### Work required
Collect each line of the records below that contains the string "roof" and copy it in full. Treat the match as case-sensitive.

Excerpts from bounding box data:
□ □ □
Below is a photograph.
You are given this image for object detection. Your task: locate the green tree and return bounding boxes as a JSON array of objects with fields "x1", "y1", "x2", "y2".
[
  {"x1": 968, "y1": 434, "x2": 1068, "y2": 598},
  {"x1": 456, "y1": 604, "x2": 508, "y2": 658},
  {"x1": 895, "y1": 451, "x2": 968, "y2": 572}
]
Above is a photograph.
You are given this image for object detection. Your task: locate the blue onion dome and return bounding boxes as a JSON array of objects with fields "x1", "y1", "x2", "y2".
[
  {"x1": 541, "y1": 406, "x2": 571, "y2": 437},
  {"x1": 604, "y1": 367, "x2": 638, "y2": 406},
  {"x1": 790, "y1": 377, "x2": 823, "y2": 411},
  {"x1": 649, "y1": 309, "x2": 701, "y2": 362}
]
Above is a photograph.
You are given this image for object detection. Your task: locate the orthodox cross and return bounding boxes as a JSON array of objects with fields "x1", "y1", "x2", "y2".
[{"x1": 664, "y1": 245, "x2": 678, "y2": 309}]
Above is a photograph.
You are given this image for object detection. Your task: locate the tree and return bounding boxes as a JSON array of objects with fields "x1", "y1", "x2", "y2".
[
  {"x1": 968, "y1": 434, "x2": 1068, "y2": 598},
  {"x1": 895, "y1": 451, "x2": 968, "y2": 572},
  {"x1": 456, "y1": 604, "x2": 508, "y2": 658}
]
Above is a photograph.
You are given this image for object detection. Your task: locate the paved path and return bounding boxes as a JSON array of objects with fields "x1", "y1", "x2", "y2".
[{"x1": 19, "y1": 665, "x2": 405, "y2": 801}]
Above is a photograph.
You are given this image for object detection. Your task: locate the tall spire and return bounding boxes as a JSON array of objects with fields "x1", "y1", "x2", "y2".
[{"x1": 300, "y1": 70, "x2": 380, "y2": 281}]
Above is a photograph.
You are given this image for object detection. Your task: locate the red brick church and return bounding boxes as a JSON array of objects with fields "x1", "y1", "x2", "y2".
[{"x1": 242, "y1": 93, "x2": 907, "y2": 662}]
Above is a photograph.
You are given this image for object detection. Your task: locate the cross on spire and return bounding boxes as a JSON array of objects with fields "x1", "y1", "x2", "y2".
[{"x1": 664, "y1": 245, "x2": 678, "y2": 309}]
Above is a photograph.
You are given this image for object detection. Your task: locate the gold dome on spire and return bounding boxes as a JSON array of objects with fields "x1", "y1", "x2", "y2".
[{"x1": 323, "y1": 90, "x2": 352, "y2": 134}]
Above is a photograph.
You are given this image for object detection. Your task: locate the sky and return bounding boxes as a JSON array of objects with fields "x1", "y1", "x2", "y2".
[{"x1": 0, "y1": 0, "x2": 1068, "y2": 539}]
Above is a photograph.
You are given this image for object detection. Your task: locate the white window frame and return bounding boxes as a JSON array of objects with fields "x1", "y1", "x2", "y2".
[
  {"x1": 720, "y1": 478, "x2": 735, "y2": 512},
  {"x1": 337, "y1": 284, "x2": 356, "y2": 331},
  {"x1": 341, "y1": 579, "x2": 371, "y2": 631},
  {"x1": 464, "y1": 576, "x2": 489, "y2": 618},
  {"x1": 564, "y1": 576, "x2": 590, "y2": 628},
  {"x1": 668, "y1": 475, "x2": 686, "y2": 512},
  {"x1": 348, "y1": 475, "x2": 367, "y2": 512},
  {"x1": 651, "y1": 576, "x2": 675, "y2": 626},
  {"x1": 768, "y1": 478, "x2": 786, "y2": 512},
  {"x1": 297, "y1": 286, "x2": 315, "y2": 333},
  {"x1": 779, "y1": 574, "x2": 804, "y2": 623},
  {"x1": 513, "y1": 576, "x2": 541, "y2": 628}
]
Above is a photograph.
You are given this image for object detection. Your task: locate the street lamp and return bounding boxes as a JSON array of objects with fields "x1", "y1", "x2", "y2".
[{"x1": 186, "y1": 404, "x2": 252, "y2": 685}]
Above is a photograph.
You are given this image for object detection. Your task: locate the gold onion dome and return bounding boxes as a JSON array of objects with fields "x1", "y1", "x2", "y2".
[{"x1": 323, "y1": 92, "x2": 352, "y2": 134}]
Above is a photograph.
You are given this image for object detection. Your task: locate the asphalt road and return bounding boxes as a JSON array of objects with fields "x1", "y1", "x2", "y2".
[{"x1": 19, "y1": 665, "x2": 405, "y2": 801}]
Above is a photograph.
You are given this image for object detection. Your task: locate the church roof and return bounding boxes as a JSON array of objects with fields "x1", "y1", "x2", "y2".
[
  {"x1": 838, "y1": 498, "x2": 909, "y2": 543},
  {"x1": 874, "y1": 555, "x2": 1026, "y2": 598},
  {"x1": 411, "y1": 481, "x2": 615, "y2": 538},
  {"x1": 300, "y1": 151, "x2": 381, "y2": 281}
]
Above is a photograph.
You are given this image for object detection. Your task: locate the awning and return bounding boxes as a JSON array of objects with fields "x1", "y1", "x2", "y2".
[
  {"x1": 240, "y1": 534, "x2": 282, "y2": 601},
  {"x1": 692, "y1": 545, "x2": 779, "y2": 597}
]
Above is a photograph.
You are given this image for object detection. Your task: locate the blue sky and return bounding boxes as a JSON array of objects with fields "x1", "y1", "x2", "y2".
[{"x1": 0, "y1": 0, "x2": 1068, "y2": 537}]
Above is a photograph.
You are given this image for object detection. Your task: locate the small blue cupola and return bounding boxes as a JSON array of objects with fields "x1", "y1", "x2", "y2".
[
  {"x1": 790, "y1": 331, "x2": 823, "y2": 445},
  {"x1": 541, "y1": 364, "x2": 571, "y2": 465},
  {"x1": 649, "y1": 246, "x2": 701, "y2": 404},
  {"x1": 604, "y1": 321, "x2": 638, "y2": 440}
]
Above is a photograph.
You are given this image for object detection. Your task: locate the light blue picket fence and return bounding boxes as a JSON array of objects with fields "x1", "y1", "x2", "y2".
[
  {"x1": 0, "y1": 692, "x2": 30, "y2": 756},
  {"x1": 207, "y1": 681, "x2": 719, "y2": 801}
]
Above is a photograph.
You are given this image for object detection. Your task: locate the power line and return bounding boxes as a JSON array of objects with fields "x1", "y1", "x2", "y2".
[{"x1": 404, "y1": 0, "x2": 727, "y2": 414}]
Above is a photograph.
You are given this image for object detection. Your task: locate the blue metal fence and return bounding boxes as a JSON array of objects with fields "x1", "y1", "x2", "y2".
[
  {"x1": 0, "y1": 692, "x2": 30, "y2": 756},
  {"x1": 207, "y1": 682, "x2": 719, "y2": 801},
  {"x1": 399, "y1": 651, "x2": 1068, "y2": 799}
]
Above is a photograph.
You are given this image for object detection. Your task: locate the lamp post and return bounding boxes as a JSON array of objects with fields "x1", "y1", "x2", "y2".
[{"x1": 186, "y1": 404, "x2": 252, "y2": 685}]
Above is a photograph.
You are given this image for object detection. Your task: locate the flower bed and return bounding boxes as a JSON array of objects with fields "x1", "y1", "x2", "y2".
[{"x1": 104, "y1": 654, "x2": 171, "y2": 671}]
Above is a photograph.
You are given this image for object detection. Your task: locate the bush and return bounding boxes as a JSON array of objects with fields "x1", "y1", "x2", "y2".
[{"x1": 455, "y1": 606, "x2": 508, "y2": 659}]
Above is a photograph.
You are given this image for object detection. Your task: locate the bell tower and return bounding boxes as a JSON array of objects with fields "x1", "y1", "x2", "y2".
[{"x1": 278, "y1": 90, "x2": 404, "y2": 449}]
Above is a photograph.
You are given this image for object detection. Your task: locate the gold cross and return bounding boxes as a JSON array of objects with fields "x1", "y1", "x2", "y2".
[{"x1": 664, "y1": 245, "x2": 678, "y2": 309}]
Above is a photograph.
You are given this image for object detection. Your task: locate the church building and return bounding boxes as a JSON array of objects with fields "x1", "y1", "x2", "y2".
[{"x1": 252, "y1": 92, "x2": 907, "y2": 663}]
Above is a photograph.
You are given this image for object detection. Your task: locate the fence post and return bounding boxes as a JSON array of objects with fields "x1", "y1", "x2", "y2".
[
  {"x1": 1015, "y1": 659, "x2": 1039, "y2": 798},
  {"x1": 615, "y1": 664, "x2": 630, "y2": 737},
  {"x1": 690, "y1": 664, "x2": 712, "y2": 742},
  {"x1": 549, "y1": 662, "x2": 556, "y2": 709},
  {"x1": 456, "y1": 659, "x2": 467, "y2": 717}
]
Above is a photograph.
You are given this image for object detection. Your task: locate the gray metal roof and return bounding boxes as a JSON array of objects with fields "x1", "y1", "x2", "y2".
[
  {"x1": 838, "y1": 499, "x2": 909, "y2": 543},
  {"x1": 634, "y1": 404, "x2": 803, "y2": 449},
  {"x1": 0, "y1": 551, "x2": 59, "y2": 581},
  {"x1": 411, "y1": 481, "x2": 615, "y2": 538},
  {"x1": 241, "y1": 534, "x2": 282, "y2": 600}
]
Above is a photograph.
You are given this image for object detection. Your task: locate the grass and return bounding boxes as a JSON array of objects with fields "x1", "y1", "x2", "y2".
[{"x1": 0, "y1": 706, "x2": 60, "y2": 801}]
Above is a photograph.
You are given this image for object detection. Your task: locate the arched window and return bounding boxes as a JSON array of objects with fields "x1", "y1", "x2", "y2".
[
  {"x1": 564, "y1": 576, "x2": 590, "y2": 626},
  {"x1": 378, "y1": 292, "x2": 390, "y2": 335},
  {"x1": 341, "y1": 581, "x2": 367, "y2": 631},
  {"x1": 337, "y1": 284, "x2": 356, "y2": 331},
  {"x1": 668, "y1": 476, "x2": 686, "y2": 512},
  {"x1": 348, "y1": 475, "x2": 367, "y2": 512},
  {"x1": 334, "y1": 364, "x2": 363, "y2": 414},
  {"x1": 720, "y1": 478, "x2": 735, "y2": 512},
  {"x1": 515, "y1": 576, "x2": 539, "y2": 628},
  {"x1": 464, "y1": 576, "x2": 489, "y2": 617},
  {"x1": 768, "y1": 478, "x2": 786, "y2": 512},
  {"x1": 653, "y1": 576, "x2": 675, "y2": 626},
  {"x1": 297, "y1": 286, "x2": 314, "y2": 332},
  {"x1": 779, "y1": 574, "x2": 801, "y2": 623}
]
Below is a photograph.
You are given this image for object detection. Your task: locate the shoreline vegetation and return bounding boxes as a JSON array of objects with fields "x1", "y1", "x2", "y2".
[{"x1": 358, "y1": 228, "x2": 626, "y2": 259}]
□ □ □
### Task solution
You are given this image for object detection. Your task: locate the church roof and return bounding boxes as a JSON array of objects with fields "x1", "y1", "x2", "y2".
You are given this image for object detection. Your task: locate the gray metal roof and return bounding boxes as a JSON array of objects with fields "x1", "y1", "x2", "y2".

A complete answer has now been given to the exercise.